EXTRACT PROVIDED:
◇ ◇ ◇ ◇ ◇ ◇ ◇

# I call this a Cow Killer



## Carolina-Family-Farm (Aug 2, 2005)

*Velvet Ant*

Velvet Ant, and yep ................very painful sting!


----------



## MapMan (May 24, 2007)

One question - why would you want to pick it up?

MM


----------



## George Fergusson (May 19, 2005)

Whoa. Whoa. Nightmare material. That was MY question too MM..


----------



## Robert166 (Mar 12, 2005)

Well I was about 14 years old and had never seen one before and thought "man what a cool looking bug" And I picked it up and held it for about .0001 of a second. It let me know it didn't like to be held. A lesson I will never forget!


----------



## Bizzybee (Jan 29, 2006)

Like the guy said when he picked up the red hot piece of metal and dropped it. "Nope, not to hot, just don't take me long to look at something!" 

Got a friend with fond memories of stepping on one barefooted. 

Aren't they pretty little things though. Haven't seen any yet this year. I like em. They like to kill Cicada Killers, which like to eat my bees!!! Grrrrrrrr


----------



## Jeffzhear (Dec 2, 2006)

It's pretty neat looking, but anything those colors demands respect...


----------



## nsmith1957 (Sep 7, 2006)

I have always heard them called cow ants. They mostly get stepped on. Aint a funny experience neither.


----------



## mike haney (Feb 9, 2007)

just curious: how does one of these kill a cicadia killer when they can't fly? do you know why? food/self defense? thanks,mike


----------



## Michael Bush (Aug 2, 2002)

◇ ◇ ◇ ◇ ◇ ◇ ◇

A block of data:
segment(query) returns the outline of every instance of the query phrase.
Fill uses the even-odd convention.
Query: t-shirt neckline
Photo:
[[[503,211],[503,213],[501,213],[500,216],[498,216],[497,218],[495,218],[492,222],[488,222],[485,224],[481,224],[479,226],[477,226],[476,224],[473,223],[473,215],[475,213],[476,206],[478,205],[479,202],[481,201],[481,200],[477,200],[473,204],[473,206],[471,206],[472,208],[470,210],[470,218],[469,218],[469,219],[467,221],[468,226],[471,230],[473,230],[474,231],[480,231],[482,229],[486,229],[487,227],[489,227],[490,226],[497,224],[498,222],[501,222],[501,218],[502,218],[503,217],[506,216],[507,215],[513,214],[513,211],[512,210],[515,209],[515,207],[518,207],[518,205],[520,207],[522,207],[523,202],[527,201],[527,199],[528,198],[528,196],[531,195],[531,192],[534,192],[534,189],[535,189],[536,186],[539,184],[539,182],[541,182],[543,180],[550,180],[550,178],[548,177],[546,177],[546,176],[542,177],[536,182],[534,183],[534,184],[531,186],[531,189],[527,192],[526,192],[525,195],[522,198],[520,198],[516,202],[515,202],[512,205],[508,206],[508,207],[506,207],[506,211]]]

◇ ◇ ◇ ◇ ◇ ◇ ◇

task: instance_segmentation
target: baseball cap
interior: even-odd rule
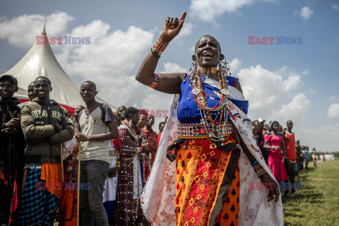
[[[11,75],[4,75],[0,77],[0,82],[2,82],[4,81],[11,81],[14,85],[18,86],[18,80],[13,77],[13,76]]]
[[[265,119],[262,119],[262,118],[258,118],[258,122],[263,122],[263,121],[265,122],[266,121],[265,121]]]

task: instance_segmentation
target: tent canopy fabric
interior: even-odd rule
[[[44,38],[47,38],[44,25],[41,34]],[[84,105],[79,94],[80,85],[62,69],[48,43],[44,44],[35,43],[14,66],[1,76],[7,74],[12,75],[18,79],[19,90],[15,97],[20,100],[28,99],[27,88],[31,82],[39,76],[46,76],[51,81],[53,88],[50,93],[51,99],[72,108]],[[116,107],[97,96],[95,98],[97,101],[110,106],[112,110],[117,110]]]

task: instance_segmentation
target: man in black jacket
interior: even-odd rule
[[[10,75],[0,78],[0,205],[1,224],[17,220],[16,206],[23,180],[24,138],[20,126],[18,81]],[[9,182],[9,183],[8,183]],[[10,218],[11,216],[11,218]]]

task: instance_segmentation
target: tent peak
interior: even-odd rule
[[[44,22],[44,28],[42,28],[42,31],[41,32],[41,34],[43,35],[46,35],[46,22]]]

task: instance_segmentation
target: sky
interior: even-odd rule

◇ ◇ ◇ ◇ ◇ ◇ ◇

TASKS AND EXERCISES:
**A)** Pick out and copy each line of the records that contains the string "target".
**B)** Resume the forum thread about the velvet ant from the point where it stops.
The thread and the records have no connection to each other.

RESULTS IN ORDER:
**A)**
target: baseball cap
target: tent canopy fabric
target: man in black jacket
target: tent peak
target: sky

**B)**
"Cow killer" is what they called it where I grew up also but I also heard "velvet ant". It's actually a wingless wasps. Dasymutilla magnifica


----------



## George Fergusson (May 19, 2005)

Ok, so how big are they really?


----------



## Keith Benson (Feb 17, 2003)

George Fergusson said:


> Ok, so how big are they really?


 
Two feet . . . . 



About an inch.

Keith


----------



## BaldyLocks (Apr 22, 2005)

I've had them around my apiary and they were about 1.5 inches or so. They seem to move randomly and were hard for me to photograph...the pics that started this thread are awesome!

One tried to get into one hive and the bees killed it. Not sure what it was doing up in the hive (looking for food I guess) but it didn't survive.


----------



## samiyam318 (Jan 18, 2006)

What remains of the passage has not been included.